DIRECTIONS FOR THIS TASK -> Look below for the line that contains "274L424 270L367 275L363", then copy it and each following line exactly, through and including the line that contains "positive clicks: (404, 272)".

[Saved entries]
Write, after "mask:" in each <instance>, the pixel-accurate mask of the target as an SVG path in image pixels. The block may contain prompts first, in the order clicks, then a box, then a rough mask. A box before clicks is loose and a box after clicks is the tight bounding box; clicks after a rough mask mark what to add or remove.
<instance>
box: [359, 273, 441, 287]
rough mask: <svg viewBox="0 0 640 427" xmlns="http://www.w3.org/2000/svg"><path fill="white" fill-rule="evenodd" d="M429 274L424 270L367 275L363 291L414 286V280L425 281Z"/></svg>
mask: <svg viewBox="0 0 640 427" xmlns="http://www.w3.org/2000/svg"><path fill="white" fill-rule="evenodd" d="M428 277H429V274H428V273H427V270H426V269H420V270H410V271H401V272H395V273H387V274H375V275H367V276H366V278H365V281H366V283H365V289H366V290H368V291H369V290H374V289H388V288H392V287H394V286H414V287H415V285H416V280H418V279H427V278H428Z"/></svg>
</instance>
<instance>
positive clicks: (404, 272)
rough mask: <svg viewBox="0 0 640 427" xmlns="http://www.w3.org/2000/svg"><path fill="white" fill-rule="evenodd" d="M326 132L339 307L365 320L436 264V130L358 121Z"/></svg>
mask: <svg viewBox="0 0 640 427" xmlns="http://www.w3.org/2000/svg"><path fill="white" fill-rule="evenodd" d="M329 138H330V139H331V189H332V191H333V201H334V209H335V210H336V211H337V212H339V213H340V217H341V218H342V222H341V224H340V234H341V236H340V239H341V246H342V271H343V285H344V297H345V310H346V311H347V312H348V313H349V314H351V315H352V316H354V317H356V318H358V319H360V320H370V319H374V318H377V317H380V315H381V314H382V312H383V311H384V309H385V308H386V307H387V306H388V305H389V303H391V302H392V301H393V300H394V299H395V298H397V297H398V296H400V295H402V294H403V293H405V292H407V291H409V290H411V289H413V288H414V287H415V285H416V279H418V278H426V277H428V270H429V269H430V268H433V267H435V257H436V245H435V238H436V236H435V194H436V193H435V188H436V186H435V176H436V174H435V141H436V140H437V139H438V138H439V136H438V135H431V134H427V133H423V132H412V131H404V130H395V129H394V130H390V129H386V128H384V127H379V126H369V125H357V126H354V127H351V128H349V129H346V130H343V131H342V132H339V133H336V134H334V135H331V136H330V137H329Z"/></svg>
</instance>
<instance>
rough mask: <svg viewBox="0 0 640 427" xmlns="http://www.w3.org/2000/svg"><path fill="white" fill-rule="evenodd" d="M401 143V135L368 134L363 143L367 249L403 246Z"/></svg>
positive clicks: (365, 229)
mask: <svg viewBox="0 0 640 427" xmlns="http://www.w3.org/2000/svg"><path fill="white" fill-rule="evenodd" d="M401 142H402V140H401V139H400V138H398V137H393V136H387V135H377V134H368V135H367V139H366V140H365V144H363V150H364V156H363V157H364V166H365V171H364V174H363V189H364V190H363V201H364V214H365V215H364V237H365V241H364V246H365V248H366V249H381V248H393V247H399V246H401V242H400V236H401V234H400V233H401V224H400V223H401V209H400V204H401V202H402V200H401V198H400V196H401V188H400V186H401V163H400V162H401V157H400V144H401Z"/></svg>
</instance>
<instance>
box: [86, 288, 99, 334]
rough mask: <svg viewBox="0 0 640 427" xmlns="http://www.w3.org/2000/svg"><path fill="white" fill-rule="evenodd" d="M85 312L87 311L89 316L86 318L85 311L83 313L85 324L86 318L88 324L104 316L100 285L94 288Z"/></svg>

TASK RESPONSE ->
rough mask: <svg viewBox="0 0 640 427" xmlns="http://www.w3.org/2000/svg"><path fill="white" fill-rule="evenodd" d="M429 274L424 270L367 275L363 291L414 286V280L425 281Z"/></svg>
mask: <svg viewBox="0 0 640 427" xmlns="http://www.w3.org/2000/svg"><path fill="white" fill-rule="evenodd" d="M428 277H429V274H428V273H427V270H426V269H420V270H410V271H401V272H395V273H387V274H375V275H367V276H366V278H365V281H366V283H365V289H366V290H368V291H369V290H374V289H388V288H392V287H394V286H414V287H415V285H416V280H418V279H427V278H428Z"/></svg>
</instance>
<instance>
positive clicks: (404, 272)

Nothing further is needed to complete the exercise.